### Do this
Switch "keypoint" to "marker" in every one of the items below, and leave everything else unchanged.

Saved entries:
----------

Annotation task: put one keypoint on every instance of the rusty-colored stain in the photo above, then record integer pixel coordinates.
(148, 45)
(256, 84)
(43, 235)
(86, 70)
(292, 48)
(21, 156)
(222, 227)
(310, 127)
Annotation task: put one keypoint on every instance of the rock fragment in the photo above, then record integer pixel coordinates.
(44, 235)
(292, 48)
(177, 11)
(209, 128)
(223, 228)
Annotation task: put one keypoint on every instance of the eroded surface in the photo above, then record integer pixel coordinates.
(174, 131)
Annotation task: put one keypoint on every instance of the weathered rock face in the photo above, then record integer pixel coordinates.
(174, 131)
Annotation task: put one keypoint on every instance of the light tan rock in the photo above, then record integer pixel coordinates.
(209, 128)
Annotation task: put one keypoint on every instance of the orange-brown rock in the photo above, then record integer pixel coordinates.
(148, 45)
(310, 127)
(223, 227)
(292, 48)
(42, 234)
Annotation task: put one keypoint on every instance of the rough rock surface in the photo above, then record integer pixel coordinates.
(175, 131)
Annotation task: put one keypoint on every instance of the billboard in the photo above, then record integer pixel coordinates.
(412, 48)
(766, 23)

----------

### Task answer
Annotation task: put one marker on every instance of the rusty-colored stain in the photo above, then record integer pixel coordinates.
(148, 45)
(256, 84)
(43, 235)
(86, 70)
(292, 48)
(21, 156)
(222, 227)
(310, 127)
Annotation task: put one marker on every instance of the rock fragment in the photo above, then record integer pixel coordinates.
(44, 235)
(292, 48)
(177, 11)
(209, 128)
(223, 228)
Annotation task: put one marker on every instance of the eroded surface in the photo above, then record integer pixel coordinates.
(174, 131)
Annotation task: put one marker on every instance of the weathered rock face in the photo above, then record integer pixel coordinates.
(174, 131)
Annotation task: put one marker on every instance of the light tan rock in the photo above, then record integer pixel coordinates.
(209, 128)
Annotation task: put one marker on every instance of the orange-brown rock in the photo above, then record integer pixel coordinates.
(148, 45)
(310, 127)
(223, 227)
(292, 48)
(42, 234)
Annotation task: put one marker on every instance of the rough rock surface in the photo above, then record integer pixel coordinates.
(175, 131)
Annotation task: put one marker on every instance of the billboard in the photo above, then record integer pixel coordinates.
(412, 48)
(766, 23)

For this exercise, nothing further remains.